**Check your understanding**
[1] Check each statement against the article on the U.S. death rate and answer yes or no. For each, quote the words from the article that settle it. (a) The researchers came from the Boston University School of Public Health. (b) In 2021, about two million deaths would have been averted if the U.S. had mortality rates like other wealthy nations. (c) The study calls the excess deaths "Missing Americans."
[2] Rewrite the stretch of the article on the U.S. death rate from "In 2021, 1.1" through "its peer countries.", switching "wealthy nations" to "rich countries".
[3] According to the article on the U.S. death rate, how many deaths would have been averted in 2021 if the U.S. had mortality rates similar to other wealthy nations?

**Study text**
BOSTON, MASSACHUSETTS — A recent study is revealing the dire state of public health in the United States. In comparison to other wealthy nations, the U.S. death rate far outpaces America’s peers — leading researchers to say that the country is actually “experiencing a crisis of early death.”
Researchers from the Boston University School of Public Health (BUSPH) found that more than one million U.S. deaths a year — including many young and working-age adults — could be avoided if the country had mortality rates similar to other high-income nations.
In 2021, 1.1 million deaths would have been averted if the U.S. had mortality rates similar to other wealthy nations. The study refers to these excess deaths as “Missing Americans,” because these deaths reflect people who would still be alive if the U.S. death rate was equal to its peer countries.

**Recorded data**
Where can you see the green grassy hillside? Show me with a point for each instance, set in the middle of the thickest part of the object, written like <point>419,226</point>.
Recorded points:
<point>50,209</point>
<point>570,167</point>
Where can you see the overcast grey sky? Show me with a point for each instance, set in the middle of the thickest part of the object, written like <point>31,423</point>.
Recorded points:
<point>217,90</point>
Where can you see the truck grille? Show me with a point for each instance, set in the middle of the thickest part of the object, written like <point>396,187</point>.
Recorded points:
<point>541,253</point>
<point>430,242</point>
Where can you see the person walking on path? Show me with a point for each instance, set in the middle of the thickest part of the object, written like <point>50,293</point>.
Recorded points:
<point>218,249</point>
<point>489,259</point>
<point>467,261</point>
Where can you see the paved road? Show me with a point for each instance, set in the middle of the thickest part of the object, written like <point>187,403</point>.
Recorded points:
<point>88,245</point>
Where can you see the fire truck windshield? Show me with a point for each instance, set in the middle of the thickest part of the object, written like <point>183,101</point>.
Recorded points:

**Solutions to the problems**
[1]
(a) Yes: "Researchers from the Boston University School of Public Health (BUSPH)"
(b) No: "In 2021, 1.1 million deaths would have been averted if the U.S. had mortality rates similar to other wealthy nations."
(c) Yes: "The study refers to these excess deaths as “Missing Americans,”"

[2]
In 2021, 1.1 million deaths would have been averted if the U.S. had mortality rates similar to other rich countries. The study refers to these excess deaths as “Missing Americans,” because these deaths reflect people who would still be alive if the U.S. death rate was equal to its peer countries.

[3] 1.1 million deaths.